INSTRUCTIONS TO FOLLOW >> Find the word "beak" in the material below and gather every line that contains it.

────────────────────

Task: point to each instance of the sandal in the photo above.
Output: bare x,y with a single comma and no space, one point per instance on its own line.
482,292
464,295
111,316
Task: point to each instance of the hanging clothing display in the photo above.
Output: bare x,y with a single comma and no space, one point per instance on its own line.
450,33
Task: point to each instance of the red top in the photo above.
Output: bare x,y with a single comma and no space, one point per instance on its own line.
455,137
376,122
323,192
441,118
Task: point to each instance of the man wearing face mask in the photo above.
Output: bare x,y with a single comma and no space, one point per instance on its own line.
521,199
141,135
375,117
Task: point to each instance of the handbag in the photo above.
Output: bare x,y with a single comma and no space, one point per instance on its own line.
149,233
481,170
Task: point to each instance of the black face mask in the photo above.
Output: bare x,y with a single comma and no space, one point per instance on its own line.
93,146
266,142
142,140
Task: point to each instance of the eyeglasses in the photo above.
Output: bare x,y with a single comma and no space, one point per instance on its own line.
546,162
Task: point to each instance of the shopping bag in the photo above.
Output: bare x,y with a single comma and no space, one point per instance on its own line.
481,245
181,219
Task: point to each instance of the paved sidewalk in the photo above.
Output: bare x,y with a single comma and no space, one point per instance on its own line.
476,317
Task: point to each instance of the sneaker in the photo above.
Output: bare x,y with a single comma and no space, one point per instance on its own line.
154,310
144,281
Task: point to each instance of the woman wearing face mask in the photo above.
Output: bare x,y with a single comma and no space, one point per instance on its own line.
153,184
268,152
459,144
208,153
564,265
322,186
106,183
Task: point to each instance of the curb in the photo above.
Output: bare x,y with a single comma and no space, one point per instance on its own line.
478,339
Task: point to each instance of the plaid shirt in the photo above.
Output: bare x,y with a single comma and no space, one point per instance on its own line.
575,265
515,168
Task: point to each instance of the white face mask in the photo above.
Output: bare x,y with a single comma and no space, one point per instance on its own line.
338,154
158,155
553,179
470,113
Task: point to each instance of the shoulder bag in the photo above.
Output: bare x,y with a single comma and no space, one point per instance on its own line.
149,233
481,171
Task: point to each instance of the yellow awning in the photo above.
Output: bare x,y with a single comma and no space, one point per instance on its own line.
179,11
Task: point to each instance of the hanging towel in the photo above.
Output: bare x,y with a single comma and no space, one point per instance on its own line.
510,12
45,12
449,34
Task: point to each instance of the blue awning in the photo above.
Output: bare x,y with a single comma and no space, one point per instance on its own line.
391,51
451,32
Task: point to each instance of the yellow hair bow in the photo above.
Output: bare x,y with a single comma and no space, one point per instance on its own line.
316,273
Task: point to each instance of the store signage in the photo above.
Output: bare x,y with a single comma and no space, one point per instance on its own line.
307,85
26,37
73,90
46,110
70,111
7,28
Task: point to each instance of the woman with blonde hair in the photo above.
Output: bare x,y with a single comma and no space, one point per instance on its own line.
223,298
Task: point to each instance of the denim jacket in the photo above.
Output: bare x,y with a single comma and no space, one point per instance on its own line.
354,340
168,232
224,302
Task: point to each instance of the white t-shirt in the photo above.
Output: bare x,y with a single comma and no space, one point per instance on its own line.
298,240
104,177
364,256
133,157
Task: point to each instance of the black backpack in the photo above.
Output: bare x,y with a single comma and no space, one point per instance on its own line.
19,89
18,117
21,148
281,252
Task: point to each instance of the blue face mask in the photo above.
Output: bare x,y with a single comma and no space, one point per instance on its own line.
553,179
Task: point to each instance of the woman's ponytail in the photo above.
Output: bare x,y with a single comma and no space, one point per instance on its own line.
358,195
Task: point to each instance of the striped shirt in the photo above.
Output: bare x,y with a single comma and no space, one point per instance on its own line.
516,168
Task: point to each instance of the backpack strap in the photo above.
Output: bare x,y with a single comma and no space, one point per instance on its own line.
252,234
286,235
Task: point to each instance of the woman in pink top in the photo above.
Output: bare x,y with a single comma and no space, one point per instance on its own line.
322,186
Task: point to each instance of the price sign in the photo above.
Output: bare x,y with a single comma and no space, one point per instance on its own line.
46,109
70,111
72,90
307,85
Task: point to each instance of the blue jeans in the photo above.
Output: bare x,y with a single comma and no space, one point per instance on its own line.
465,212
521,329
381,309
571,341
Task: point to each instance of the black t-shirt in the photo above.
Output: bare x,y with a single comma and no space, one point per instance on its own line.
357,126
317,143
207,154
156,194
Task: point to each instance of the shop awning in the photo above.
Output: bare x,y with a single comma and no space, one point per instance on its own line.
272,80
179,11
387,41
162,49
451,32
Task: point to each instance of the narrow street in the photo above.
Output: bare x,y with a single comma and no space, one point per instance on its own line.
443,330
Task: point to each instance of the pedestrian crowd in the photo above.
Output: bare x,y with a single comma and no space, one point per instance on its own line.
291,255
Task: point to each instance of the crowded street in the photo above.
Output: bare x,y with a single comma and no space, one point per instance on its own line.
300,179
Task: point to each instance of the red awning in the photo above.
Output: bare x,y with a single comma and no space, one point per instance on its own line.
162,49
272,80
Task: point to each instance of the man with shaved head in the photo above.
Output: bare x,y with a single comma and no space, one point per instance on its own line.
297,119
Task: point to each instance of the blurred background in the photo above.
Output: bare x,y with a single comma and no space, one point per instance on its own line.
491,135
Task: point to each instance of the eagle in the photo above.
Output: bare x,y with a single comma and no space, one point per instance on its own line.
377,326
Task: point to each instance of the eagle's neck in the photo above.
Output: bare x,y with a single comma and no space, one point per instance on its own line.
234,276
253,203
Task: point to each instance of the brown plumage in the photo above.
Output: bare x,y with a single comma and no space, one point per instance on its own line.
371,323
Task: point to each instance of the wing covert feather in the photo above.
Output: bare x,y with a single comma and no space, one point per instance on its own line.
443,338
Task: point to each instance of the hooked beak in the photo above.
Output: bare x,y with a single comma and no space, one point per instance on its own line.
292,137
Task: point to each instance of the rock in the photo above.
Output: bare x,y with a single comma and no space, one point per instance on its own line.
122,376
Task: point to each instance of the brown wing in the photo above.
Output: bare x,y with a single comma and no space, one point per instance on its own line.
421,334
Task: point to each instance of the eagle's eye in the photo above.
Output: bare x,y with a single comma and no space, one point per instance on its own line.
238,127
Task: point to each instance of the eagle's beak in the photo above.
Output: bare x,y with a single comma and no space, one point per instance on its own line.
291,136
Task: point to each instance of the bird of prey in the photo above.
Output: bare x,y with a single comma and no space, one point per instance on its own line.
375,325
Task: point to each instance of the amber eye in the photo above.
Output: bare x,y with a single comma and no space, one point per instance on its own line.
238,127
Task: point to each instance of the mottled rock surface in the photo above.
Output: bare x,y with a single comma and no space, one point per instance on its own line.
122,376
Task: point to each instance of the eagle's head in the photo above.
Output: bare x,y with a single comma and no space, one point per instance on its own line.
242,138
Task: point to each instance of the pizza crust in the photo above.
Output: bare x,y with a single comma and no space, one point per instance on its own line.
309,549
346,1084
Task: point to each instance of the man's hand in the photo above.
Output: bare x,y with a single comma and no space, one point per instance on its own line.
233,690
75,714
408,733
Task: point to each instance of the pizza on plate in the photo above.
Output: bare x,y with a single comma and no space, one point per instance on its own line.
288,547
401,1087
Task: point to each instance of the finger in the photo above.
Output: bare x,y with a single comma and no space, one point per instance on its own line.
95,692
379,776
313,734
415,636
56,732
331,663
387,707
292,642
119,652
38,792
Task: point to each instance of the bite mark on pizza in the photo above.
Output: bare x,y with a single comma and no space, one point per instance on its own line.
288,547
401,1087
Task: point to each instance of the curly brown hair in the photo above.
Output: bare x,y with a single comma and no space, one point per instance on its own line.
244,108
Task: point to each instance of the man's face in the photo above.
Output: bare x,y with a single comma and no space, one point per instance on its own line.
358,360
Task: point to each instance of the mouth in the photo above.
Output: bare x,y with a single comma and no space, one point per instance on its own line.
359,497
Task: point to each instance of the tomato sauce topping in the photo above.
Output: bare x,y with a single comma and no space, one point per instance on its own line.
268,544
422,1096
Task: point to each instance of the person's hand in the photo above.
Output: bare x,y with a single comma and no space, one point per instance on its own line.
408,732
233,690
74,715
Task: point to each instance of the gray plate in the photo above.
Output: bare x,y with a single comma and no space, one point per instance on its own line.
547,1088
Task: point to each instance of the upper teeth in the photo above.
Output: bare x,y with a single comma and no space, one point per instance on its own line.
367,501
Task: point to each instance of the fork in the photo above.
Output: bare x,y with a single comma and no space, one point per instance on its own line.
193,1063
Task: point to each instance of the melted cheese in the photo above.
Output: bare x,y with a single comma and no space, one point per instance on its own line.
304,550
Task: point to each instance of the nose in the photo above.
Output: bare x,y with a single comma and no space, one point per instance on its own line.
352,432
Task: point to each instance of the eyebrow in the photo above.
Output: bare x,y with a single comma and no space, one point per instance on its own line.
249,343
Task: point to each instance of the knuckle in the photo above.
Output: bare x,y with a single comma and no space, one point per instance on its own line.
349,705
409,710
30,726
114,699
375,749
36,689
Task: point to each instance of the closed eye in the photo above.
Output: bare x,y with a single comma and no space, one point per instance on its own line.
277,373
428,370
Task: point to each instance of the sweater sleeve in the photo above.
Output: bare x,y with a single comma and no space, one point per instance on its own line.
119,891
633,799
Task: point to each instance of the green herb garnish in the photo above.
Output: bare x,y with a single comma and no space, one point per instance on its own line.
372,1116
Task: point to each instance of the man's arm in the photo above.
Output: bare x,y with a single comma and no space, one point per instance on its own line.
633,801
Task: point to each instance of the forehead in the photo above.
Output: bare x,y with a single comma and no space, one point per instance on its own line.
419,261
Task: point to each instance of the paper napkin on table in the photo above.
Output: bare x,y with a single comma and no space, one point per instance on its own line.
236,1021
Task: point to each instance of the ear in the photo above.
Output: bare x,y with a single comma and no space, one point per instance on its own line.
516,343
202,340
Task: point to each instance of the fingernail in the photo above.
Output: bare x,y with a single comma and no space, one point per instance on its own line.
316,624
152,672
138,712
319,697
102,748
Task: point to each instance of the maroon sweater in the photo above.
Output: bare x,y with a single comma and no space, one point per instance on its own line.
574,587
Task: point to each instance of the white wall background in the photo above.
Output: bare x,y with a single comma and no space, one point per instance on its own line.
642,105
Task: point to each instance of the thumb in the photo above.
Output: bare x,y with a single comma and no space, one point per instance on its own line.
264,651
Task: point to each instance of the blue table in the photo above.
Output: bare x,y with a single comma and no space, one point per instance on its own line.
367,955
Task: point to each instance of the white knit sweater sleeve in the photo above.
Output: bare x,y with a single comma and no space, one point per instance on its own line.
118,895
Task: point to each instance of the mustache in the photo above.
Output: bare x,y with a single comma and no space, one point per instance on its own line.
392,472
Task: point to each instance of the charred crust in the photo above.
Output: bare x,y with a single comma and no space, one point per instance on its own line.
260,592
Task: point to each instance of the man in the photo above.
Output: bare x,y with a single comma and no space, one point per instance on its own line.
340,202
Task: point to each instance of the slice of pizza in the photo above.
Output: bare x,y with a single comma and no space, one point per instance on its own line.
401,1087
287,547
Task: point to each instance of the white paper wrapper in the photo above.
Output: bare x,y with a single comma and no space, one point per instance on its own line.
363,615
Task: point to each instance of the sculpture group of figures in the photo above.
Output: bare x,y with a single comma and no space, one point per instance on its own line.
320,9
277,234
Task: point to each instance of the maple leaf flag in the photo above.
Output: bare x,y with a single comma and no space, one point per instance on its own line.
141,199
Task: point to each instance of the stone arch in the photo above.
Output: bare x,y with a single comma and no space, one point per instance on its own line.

────────────────────

RESULT OF THIS EXERCISE >>
Task: point to each instance of the hooked beak in the photo above.
Task: point to each instance of the eagle's beak in the photo above.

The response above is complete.